• _Request_
Reproduce every one of the records below word for word, leaving out the pictures.

-------- Task input --------

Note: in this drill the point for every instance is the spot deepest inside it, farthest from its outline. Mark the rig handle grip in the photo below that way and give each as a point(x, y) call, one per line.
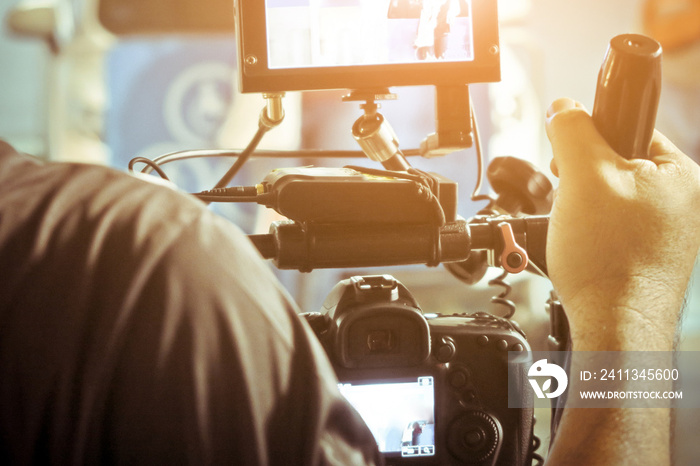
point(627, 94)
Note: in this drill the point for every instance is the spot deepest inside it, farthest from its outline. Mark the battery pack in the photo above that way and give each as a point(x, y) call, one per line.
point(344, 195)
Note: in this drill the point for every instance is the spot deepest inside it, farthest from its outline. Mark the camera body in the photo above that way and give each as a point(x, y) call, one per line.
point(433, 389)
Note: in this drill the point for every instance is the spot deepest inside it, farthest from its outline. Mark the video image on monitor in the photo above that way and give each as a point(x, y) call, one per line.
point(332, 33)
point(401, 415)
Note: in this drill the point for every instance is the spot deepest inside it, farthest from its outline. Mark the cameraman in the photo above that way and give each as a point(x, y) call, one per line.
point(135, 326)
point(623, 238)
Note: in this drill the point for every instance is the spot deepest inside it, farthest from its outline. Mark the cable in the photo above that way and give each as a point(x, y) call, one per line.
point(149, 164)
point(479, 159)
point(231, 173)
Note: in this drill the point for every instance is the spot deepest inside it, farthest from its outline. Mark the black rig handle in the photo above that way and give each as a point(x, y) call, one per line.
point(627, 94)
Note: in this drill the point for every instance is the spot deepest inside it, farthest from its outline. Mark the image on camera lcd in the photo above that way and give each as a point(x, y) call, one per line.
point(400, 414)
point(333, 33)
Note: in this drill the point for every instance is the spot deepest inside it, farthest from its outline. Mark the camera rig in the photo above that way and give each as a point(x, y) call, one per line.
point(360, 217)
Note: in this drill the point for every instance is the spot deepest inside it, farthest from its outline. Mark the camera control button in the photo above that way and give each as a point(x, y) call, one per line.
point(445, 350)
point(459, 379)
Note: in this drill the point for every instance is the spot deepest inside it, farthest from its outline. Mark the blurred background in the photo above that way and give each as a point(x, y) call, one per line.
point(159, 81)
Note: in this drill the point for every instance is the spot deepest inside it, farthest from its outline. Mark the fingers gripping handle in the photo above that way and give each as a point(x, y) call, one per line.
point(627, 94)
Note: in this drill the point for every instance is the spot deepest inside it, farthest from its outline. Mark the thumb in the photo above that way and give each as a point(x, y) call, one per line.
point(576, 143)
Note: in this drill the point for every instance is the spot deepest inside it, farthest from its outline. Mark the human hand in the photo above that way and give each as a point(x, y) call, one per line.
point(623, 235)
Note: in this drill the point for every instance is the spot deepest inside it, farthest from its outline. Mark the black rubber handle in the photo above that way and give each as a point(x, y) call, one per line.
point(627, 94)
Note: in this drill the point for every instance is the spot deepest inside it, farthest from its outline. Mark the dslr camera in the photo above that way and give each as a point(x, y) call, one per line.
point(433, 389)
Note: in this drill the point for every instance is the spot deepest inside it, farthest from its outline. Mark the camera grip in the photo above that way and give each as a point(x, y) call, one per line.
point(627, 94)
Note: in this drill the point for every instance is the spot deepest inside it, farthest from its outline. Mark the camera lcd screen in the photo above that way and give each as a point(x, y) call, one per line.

--------

• _Result of this exercise_
Note: in this drill the point for every instance is the spot deepest inside it, farthest from its outline. Mark the rig handle grip in the photo below that way and give each as a point(x, y) call, one per line.
point(627, 94)
Note: in this drill the point for every instance is the spot deepest inside it, farthest from its outline. Mark the battery pack in the photo above that way and give each as a point(x, y) call, one per line.
point(344, 195)
Note: in this drill the point for every instance is the spot deepest inside it, farthest from its outline. Mark the camera body in the photo above that way and give each as a point(x, y) call, one per line.
point(433, 389)
Note: in this drill the point for every instance is the spot deepest inside it, farthest from its outline. Mark the video image on monitor in the photo above that way and give each as a point(x, y) call, one per line.
point(332, 33)
point(401, 415)
Note: in this drill the point for every instance is the spot deepest inside it, farthest from its outline. Mark the cameraman in the photo above that way and give each as a point(x, y) call, one per line.
point(135, 326)
point(623, 238)
Note: in this drill the point for every instance is the spot deepest inside it, farthest from its outline. Mark the cable in the photo above that way and give each as a point(x, y) call, one per line.
point(149, 164)
point(479, 159)
point(231, 173)
Note: in this drill the point for every instance is the spot deepest inside it, farthest from its outline. Mark the black rig handle in the photo above that way and give each as a point(x, y) call, one per line.
point(627, 94)
Note: in this drill the point for every instance is the spot deepest inside it, farthest from its outline. Mark the image on camera lcd in the photo above that way and give each as a point(x, y) call, one per line.
point(400, 414)
point(333, 33)
Note: in this drill the point for every instance is the spot deepest inside it, farthest from its outline. Mark the camera rig in the photo above that way and give each as a point(x, y) call, one per line.
point(360, 217)
Note: in this drill the point for every instance is the spot deepest inside it, farthest from its outline. Mark the camera control button in the photo above that way and give each as a point(x, y) call, one per line.
point(445, 350)
point(459, 379)
Note: in this drill the point for every instance is the spot deepest inside it, farthest from its outline. Mark the blurred background in the photo above that way and give each as a point(x, y) call, one per line.
point(159, 81)
Note: in this drill the point for every instance is the spot deepest inside it, farthest from its outline. Mark the fingers gripping handle in the photo above that way and give each as a point(x, y) call, one per line.
point(627, 94)
Note: in this drill the point for every instance is the spot deepest inside it, farthest from its outline. Mark the thumb in the photo above that way and give each as a point(x, y) call, one per line.
point(576, 143)
Note: in this drill the point for every instance is the spot deepest inside it, farthest from its outline. Mark the human hand in the photo above that way and give each as a point(x, y) call, one per line.
point(623, 235)
Note: in this drill the point for every instance is the spot deepest inside it, farthest from its outline. Mark the black rubber handle in the photo above that way and give each as a point(x, y) call, one per line.
point(627, 94)
Note: in this drill the point for every instance is the spot deepest inside it, farthest from its outline. Mark the dslr camera in the photo above that way and give each as a point(x, y) call, one per line.
point(433, 389)
Note: in this drill the point for every instance is the spot deepest inside it, farthest from its outline. Mark the camera grip in the photo above that way and give each as a point(x, y) call, one per line.
point(627, 94)
Note: in this drill the point for every instance is the spot deepest inside it, farthest from its outline. Mark the camera lcd screen in the photo above that way and give each as a point(x, y) call, one per line.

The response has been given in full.